> _Problem to solve_
Count how many lines of the data below contain the string "surface", matching case exactly, and report only that number.

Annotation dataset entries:
• • •

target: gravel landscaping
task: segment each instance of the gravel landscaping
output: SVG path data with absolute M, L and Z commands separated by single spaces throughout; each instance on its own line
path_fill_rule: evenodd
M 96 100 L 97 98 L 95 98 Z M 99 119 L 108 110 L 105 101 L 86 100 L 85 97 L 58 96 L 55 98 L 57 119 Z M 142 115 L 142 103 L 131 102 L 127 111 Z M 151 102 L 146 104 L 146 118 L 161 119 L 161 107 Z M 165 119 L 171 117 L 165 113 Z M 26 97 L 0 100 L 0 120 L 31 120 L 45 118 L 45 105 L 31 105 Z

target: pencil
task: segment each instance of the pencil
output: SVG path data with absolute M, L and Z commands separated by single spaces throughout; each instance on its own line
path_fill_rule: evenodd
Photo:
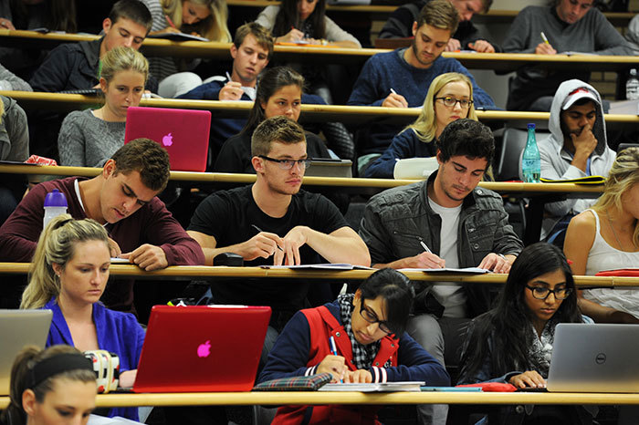
M 177 29 L 177 26 L 175 26 L 175 24 L 173 24 L 173 21 L 171 20 L 168 15 L 164 15 L 164 17 L 166 18 L 167 22 L 169 23 L 172 28 Z

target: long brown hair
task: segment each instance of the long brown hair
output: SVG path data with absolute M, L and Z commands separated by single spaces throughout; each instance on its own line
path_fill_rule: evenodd
M 301 27 L 299 13 L 298 12 L 298 3 L 307 0 L 282 0 L 279 12 L 275 17 L 275 25 L 271 32 L 274 36 L 281 36 L 290 31 L 291 26 Z M 313 34 L 309 34 L 313 38 L 326 38 L 326 0 L 316 0 L 315 10 L 307 20 L 310 20 L 313 27 Z

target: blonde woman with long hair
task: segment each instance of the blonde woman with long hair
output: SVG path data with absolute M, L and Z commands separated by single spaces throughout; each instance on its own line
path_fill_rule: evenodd
M 9 405 L 0 423 L 84 425 L 95 399 L 96 376 L 82 353 L 68 346 L 26 347 L 11 368 Z
M 185 33 L 204 36 L 210 41 L 228 43 L 228 7 L 226 0 L 141 0 L 153 18 L 151 36 L 163 33 Z M 174 98 L 202 84 L 193 69 L 199 59 L 185 61 L 173 57 L 150 57 L 151 73 L 160 80 L 158 94 Z
M 364 176 L 392 179 L 397 160 L 435 156 L 436 140 L 444 128 L 461 118 L 477 120 L 473 83 L 463 74 L 442 74 L 431 83 L 417 119 L 393 139 L 386 151 L 366 169 Z
M 58 137 L 61 165 L 101 167 L 124 145 L 127 109 L 140 105 L 148 77 L 149 63 L 139 51 L 119 47 L 107 52 L 100 78 L 104 105 L 65 118 Z
M 610 169 L 603 194 L 571 220 L 563 251 L 574 275 L 639 264 L 639 148 L 623 150 Z M 639 323 L 635 289 L 580 291 L 579 306 L 597 322 Z
M 40 234 L 20 308 L 53 311 L 47 347 L 66 344 L 80 351 L 105 349 L 117 354 L 120 385 L 131 387 L 144 330 L 131 313 L 110 310 L 100 302 L 110 265 L 104 227 L 91 219 L 61 214 Z M 109 416 L 137 420 L 138 409 L 115 408 Z

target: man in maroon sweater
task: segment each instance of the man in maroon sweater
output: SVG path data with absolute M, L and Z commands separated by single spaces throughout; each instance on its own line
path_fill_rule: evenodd
M 204 264 L 200 245 L 156 195 L 169 180 L 169 156 L 158 143 L 137 139 L 107 161 L 93 179 L 68 177 L 34 187 L 0 227 L 0 261 L 30 262 L 42 231 L 47 193 L 58 189 L 75 219 L 91 218 L 107 229 L 111 256 L 152 271 Z M 110 308 L 131 310 L 133 282 L 110 282 L 103 295 Z

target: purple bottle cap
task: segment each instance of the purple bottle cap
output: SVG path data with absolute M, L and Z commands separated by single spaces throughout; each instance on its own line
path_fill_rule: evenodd
M 58 189 L 47 193 L 45 207 L 67 207 L 67 197 Z

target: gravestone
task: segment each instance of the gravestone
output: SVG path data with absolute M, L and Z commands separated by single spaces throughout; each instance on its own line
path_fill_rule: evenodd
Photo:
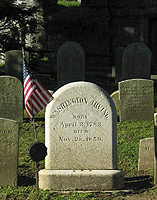
M 116 64 L 115 64 L 115 83 L 118 84 L 121 81 L 121 73 L 122 73 L 122 59 L 123 59 L 123 52 L 125 47 L 117 47 L 115 49 L 116 54 Z
M 116 108 L 119 110 L 119 90 L 113 92 L 110 96 L 111 96 Z
M 29 63 L 29 52 L 25 52 L 25 59 Z M 18 78 L 23 84 L 23 56 L 20 50 L 5 52 L 5 75 Z
M 138 170 L 148 170 L 154 166 L 154 137 L 140 140 Z
M 19 123 L 0 118 L 0 186 L 17 186 Z
M 157 113 L 154 113 L 154 184 L 157 184 Z
M 45 169 L 39 187 L 106 190 L 123 187 L 117 170 L 117 115 L 109 94 L 88 82 L 69 83 L 53 94 L 45 113 Z
M 85 80 L 85 53 L 76 42 L 62 44 L 57 52 L 57 84 Z
M 120 121 L 152 120 L 154 115 L 154 82 L 130 79 L 118 84 Z
M 132 43 L 123 52 L 122 79 L 150 79 L 151 51 L 142 43 Z
M 0 76 L 0 117 L 23 122 L 23 86 L 16 77 Z

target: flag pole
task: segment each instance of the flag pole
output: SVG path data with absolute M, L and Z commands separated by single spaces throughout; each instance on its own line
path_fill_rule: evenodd
M 22 47 L 22 55 L 23 58 L 25 58 L 25 51 L 24 48 Z M 34 126 L 34 132 L 35 132 L 35 140 L 37 142 L 37 132 L 36 132 L 36 127 L 35 127 L 35 121 L 34 121 L 34 115 L 33 115 L 33 106 L 32 106 L 32 99 L 31 99 L 31 108 L 32 108 L 32 121 L 33 121 L 33 126 Z M 36 161 L 35 162 L 35 177 L 36 177 L 36 192 L 37 195 L 39 193 L 39 163 Z

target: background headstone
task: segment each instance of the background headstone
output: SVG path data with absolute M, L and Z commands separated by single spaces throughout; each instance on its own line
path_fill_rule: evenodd
M 154 113 L 154 184 L 157 184 L 157 113 Z
M 154 137 L 140 140 L 138 170 L 148 170 L 154 166 Z
M 118 84 L 120 121 L 152 120 L 154 115 L 154 82 L 130 79 Z
M 40 188 L 122 187 L 123 173 L 116 170 L 117 114 L 109 94 L 93 83 L 74 82 L 58 89 L 53 97 L 45 113 L 48 155 L 45 170 L 39 173 Z
M 143 43 L 132 43 L 123 52 L 122 79 L 150 79 L 151 51 Z
M 29 52 L 25 52 L 25 59 L 29 63 Z M 5 74 L 18 78 L 23 84 L 23 56 L 20 50 L 5 52 Z
M 0 76 L 0 117 L 23 122 L 23 86 L 16 77 Z
M 116 108 L 119 110 L 119 90 L 113 92 L 110 96 L 111 96 Z
M 0 186 L 17 186 L 19 123 L 0 118 Z
M 76 42 L 62 44 L 57 52 L 57 83 L 62 86 L 85 80 L 85 53 Z
M 116 54 L 116 65 L 115 65 L 115 83 L 118 84 L 121 81 L 121 73 L 122 73 L 122 59 L 123 59 L 123 52 L 125 47 L 117 47 L 115 49 Z

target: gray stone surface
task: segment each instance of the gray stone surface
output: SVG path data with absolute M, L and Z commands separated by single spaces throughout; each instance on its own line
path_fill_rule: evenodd
M 76 42 L 62 44 L 57 52 L 57 84 L 85 80 L 85 53 Z
M 123 60 L 123 52 L 125 47 L 117 47 L 115 49 L 116 54 L 116 65 L 115 65 L 115 83 L 118 84 L 121 81 L 122 74 L 122 60 Z
M 42 170 L 39 187 L 55 191 L 122 189 L 124 173 L 121 170 Z
M 113 92 L 110 96 L 111 96 L 116 108 L 119 110 L 119 90 Z
M 16 77 L 0 76 L 0 117 L 23 122 L 23 86 Z
M 118 84 L 120 121 L 152 120 L 154 115 L 154 82 L 130 79 Z
M 122 79 L 150 79 L 151 51 L 143 43 L 132 43 L 123 52 Z
M 116 169 L 117 118 L 108 93 L 95 84 L 75 82 L 53 97 L 45 113 L 45 168 Z
M 148 170 L 154 166 L 154 137 L 140 140 L 139 170 Z
M 48 155 L 45 170 L 39 173 L 39 187 L 123 187 L 123 172 L 117 173 L 116 108 L 109 94 L 93 83 L 80 81 L 61 87 L 53 97 L 45 113 Z
M 17 185 L 19 123 L 0 118 L 0 186 Z
M 157 113 L 154 113 L 154 184 L 157 184 Z
M 29 52 L 25 52 L 25 59 L 29 63 Z M 5 52 L 5 74 L 18 78 L 23 84 L 23 56 L 21 50 Z

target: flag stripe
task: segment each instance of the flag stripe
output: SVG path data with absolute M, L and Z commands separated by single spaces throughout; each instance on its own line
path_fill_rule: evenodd
M 52 99 L 52 95 L 27 68 L 27 63 L 23 58 L 23 80 L 25 109 L 30 119 L 38 114 Z

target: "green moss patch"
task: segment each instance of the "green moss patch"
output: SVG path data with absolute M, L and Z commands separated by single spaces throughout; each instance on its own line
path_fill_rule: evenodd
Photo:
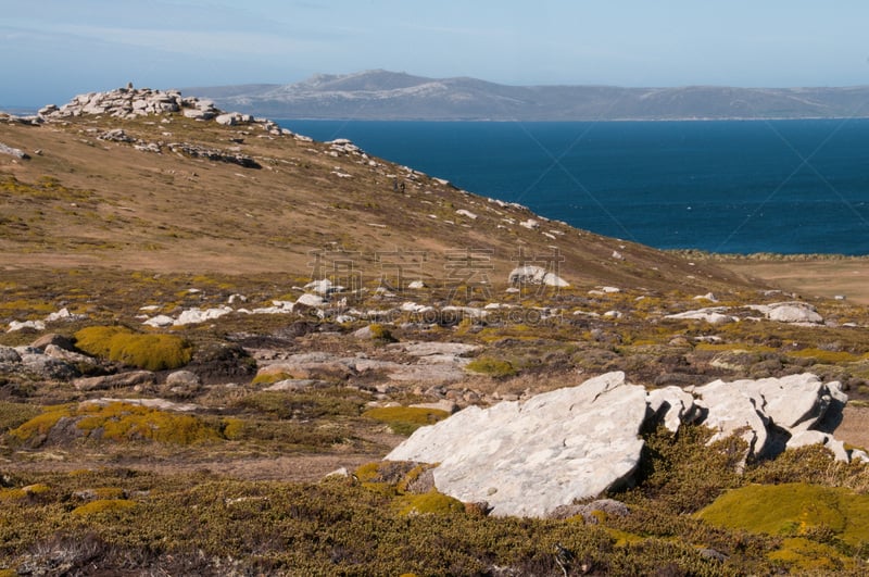
M 55 409 L 32 418 L 10 435 L 20 441 L 33 441 L 37 436 L 48 435 L 62 418 L 75 419 L 77 430 L 93 439 L 193 444 L 223 438 L 219 423 L 123 402 Z
M 803 482 L 750 485 L 728 491 L 698 514 L 717 526 L 768 535 L 828 535 L 869 543 L 869 496 Z
M 185 366 L 192 358 L 192 347 L 174 335 L 143 335 L 125 327 L 96 326 L 75 334 L 76 347 L 88 354 L 137 366 L 164 371 Z
M 462 501 L 430 491 L 424 494 L 405 494 L 396 499 L 401 515 L 455 515 L 465 512 Z

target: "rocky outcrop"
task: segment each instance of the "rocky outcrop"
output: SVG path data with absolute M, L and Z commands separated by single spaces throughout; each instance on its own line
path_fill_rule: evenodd
M 706 297 L 703 297 L 706 298 Z M 750 304 L 744 309 L 756 311 L 764 315 L 767 321 L 774 321 L 777 323 L 792 323 L 798 325 L 815 326 L 823 324 L 823 317 L 818 313 L 817 309 L 807 302 L 777 302 L 772 304 Z M 664 318 L 672 319 L 690 319 L 690 321 L 705 321 L 713 325 L 721 323 L 733 323 L 740 321 L 742 317 L 736 314 L 726 314 L 734 312 L 730 306 L 708 306 L 705 309 L 697 309 L 694 311 L 685 311 L 682 313 L 675 313 L 666 315 Z M 757 316 L 745 316 L 748 319 L 757 321 Z
M 30 158 L 29 154 L 27 154 L 23 150 L 20 150 L 17 148 L 12 148 L 2 142 L 0 142 L 0 154 L 9 154 L 10 156 L 15 156 L 16 159 L 21 160 L 28 160 Z
M 511 285 L 544 285 L 546 287 L 569 287 L 570 284 L 541 266 L 525 265 L 511 271 L 507 281 Z
M 101 391 L 137 385 L 153 385 L 154 382 L 156 382 L 156 377 L 150 371 L 131 371 L 117 375 L 77 378 L 73 381 L 73 386 L 79 391 Z
M 626 481 L 640 462 L 643 387 L 609 373 L 525 403 L 471 406 L 418 429 L 387 460 L 440 463 L 434 485 L 495 515 L 543 516 Z
M 495 515 L 545 516 L 629 482 L 642 455 L 640 430 L 657 423 L 672 431 L 701 423 L 717 431 L 713 441 L 741 435 L 754 456 L 822 443 L 837 459 L 865 459 L 814 429 L 846 400 L 839 382 L 811 374 L 646 392 L 608 373 L 526 402 L 467 407 L 417 429 L 386 459 L 440 463 L 438 490 L 486 501 Z

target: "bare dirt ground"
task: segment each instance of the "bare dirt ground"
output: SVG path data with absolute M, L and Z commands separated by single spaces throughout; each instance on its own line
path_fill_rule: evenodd
M 866 259 L 723 261 L 719 264 L 803 297 L 843 296 L 848 301 L 869 304 L 869 260 Z

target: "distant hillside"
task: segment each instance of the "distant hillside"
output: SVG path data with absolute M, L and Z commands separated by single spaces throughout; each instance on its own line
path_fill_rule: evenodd
M 616 121 L 828 118 L 869 115 L 869 87 L 619 88 L 505 86 L 388 71 L 317 75 L 290 85 L 198 87 L 186 92 L 273 118 Z
M 0 153 L 0 267 L 304 276 L 312 254 L 340 249 L 366 278 L 394 269 L 389 253 L 407 260 L 399 264 L 414 279 L 437 284 L 464 254 L 502 285 L 517 259 L 556 263 L 575 286 L 702 293 L 740 284 L 177 91 L 84 95 L 33 122 L 0 115 L 9 151 Z

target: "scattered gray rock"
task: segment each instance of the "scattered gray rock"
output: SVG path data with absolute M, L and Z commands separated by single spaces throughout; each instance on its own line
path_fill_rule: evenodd
M 591 503 L 582 505 L 559 505 L 550 513 L 550 518 L 566 519 L 582 515 L 582 519 L 588 525 L 597 525 L 600 518 L 597 515 L 603 514 L 606 517 L 627 517 L 630 515 L 628 505 L 615 499 L 597 499 Z
M 823 317 L 818 314 L 818 310 L 807 302 L 777 302 L 773 304 L 753 304 L 748 306 L 763 313 L 768 319 L 779 323 L 798 323 L 808 325 L 819 325 L 823 323 Z
M 325 380 L 316 380 L 311 378 L 288 378 L 279 380 L 274 385 L 264 388 L 264 391 L 304 391 L 315 389 L 318 387 L 328 387 L 329 384 Z
M 2 142 L 0 142 L 0 154 L 9 154 L 10 156 L 15 156 L 16 159 L 21 160 L 28 160 L 30 158 L 29 154 L 27 154 L 23 150 L 20 150 L 17 148 L 12 148 Z
M 156 409 L 159 411 L 173 411 L 176 413 L 191 413 L 200 409 L 200 406 L 197 404 L 174 403 L 165 399 L 112 399 L 106 397 L 103 397 L 102 399 L 90 399 L 88 401 L 81 401 L 81 403 L 79 404 L 81 406 L 89 404 L 106 406 L 112 403 L 126 403 L 138 406 L 147 406 L 148 409 Z
M 412 356 L 430 355 L 454 355 L 466 356 L 477 352 L 480 348 L 477 344 L 466 344 L 464 342 L 407 342 L 403 343 L 404 352 Z
M 176 371 L 169 373 L 163 384 L 163 393 L 175 397 L 193 397 L 202 390 L 202 380 L 199 375 L 190 371 Z
M 12 347 L 0 346 L 0 363 L 21 363 L 21 355 Z
M 525 265 L 511 271 L 507 281 L 511 285 L 544 285 L 547 287 L 569 287 L 570 284 L 541 266 Z
M 73 380 L 73 386 L 79 391 L 98 391 L 135 387 L 137 385 L 153 385 L 156 378 L 150 371 L 131 371 L 117 375 L 101 377 L 84 377 Z
M 45 351 L 49 344 L 53 344 L 54 347 L 59 347 L 64 351 L 73 351 L 75 352 L 75 344 L 73 343 L 73 339 L 70 337 L 64 337 L 63 335 L 58 335 L 56 333 L 48 333 L 42 335 L 35 341 L 30 343 L 30 347 L 34 349 L 38 349 L 40 351 Z

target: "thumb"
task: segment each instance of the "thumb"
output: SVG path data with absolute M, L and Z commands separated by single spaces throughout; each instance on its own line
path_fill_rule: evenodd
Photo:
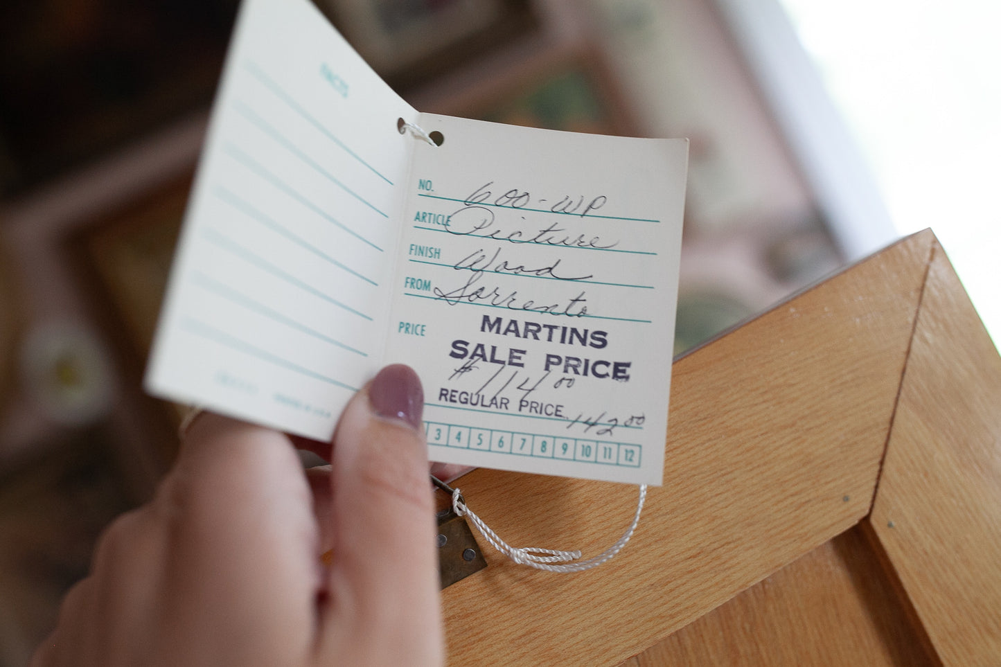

• • •

> _Reply to the task_
2